▸ EXERCISE REQUIREMENTS:
Please copy the records exactly as they appear, with all pictures left out.

(Stored dataset items)

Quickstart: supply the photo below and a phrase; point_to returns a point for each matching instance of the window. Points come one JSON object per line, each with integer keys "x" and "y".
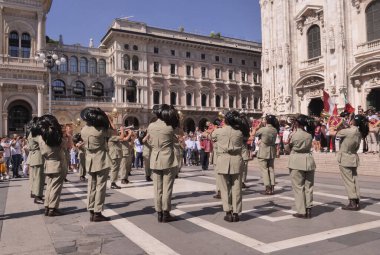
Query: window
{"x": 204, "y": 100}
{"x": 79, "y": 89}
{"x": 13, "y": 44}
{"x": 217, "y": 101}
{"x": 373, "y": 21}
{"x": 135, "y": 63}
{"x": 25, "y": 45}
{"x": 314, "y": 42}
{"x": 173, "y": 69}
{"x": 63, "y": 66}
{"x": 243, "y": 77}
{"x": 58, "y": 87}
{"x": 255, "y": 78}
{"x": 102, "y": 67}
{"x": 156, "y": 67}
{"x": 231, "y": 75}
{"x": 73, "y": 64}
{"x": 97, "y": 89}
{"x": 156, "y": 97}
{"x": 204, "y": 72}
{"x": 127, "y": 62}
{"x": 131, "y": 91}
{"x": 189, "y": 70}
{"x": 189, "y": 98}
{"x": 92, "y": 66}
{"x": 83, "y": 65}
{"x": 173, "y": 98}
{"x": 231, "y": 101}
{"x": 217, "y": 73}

▸ RESULT OF THE TASK:
Quickstart: supply the photo below and a phrase; point_to returns a point for each matching instance of the window. Points come one JSON object per line, each with integer keys "x" and "y".
Query: window
{"x": 204, "y": 100}
{"x": 79, "y": 89}
{"x": 13, "y": 44}
{"x": 217, "y": 101}
{"x": 373, "y": 21}
{"x": 135, "y": 63}
{"x": 25, "y": 45}
{"x": 314, "y": 42}
{"x": 173, "y": 69}
{"x": 63, "y": 66}
{"x": 243, "y": 77}
{"x": 58, "y": 87}
{"x": 255, "y": 78}
{"x": 102, "y": 67}
{"x": 156, "y": 67}
{"x": 231, "y": 75}
{"x": 73, "y": 64}
{"x": 97, "y": 89}
{"x": 156, "y": 97}
{"x": 204, "y": 72}
{"x": 127, "y": 62}
{"x": 131, "y": 91}
{"x": 189, "y": 70}
{"x": 189, "y": 98}
{"x": 92, "y": 66}
{"x": 83, "y": 65}
{"x": 173, "y": 98}
{"x": 231, "y": 101}
{"x": 217, "y": 73}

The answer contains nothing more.